#### Testo di partenza ####

La Merkel, invece, non prova neppure
una risposta empatica (magari falsa,
ma gradevolmente falsa) e cerca una replica oggettiva alla complessiva richiesta della bambina, che riguarda certo se stessa
ma anche tutti quelli che stanno nelle sue condizioni.
E così, una delle donne più
potenti del mondo, la più forte leader europea (leader; di statisti non se ne vedono in circolazione) e una ragazzi dagli
occhi scintillanti rendono plasticamente, in pochissime battute, quello che è
uno dei drammi del nostro tempo.
Da una parte le speranze, le
attese, la voglia di una vita più facile del
sud-sud del mondo e dall’altra l’incapacità dell’Europa di farsene carico oltre
una certa misura.

####

**Da svolgere**
- 1) Rispondi a queste domande sul brano sulla Merkel:
(a) Che cosa cerca la Merkel al posto di una risposta empatica?
(b) Come viene definita la Merkel tra i leader europei?
(c) Che cosa contrappone il brano alle speranze e alle attese del sud-sud del mondo?
- 2) Scrivi il seguito del brano sulla Merkel, riprendendo dopo la sua ultima frase.
Le voci riportate qui non hanno alcun legame con il brano sulla Merkel.

#### Voci registrate ####

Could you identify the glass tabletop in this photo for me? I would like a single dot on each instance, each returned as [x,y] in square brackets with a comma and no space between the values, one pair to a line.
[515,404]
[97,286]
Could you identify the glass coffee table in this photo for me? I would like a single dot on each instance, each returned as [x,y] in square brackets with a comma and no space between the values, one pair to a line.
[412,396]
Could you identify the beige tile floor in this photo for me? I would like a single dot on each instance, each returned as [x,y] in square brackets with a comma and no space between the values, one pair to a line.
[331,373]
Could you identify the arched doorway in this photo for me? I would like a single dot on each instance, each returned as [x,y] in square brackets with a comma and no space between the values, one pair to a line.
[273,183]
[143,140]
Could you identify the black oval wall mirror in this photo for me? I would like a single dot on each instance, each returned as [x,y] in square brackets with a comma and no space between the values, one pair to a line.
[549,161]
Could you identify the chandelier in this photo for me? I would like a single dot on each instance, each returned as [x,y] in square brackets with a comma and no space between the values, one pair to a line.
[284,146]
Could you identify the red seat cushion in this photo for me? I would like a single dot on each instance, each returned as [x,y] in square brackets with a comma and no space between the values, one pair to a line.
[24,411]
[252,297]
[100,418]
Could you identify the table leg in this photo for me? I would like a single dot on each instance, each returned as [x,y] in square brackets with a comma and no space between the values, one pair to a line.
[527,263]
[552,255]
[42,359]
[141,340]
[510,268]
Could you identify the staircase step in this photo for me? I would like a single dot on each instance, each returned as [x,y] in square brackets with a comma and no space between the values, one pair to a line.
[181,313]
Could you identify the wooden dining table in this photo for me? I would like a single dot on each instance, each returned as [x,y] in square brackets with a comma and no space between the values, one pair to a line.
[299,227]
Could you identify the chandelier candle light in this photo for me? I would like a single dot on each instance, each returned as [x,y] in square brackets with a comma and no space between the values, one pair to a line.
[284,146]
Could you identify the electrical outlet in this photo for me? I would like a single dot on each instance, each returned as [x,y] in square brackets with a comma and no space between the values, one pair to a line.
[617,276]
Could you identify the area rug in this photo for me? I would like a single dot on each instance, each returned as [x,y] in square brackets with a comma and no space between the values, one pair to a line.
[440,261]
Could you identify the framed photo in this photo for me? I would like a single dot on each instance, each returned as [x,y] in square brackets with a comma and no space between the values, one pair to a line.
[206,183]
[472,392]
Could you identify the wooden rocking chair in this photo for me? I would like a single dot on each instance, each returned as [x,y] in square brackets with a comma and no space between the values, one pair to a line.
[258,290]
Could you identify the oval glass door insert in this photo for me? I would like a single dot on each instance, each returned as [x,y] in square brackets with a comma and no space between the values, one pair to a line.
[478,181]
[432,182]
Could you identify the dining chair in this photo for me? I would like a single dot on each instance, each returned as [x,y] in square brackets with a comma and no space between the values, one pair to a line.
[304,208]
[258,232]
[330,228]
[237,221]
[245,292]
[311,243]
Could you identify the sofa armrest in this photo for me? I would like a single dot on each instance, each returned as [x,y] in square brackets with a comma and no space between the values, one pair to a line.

####

**Risposte attese**
- 1)
(a) Una replica oggettiva alla complessiva richiesta della bambina.
(b) La più forte leader europea.
(c) L'incapacità dell'Europa di farsene carico oltre una certa misura.

- 2)
E sebbene dei problemi del
sud-sud del mondo, l’Europa abbia storiche responsabilità – l’attuale
incapacità non è solo frutto di egoismi, paure, striscianti (o evidenti)
razzismi ecc. ecc., ma è una difficoltà reale.
Che la Merkel non nasconde
neppure a una bambina (mentre la Germania, di fatto, accoglie più e meglio di tutti gli altri; e la bambina palestinese resterà nel suo nuovo paese non per concessione di simpatia, ma in base alla nuova normativa tedesca).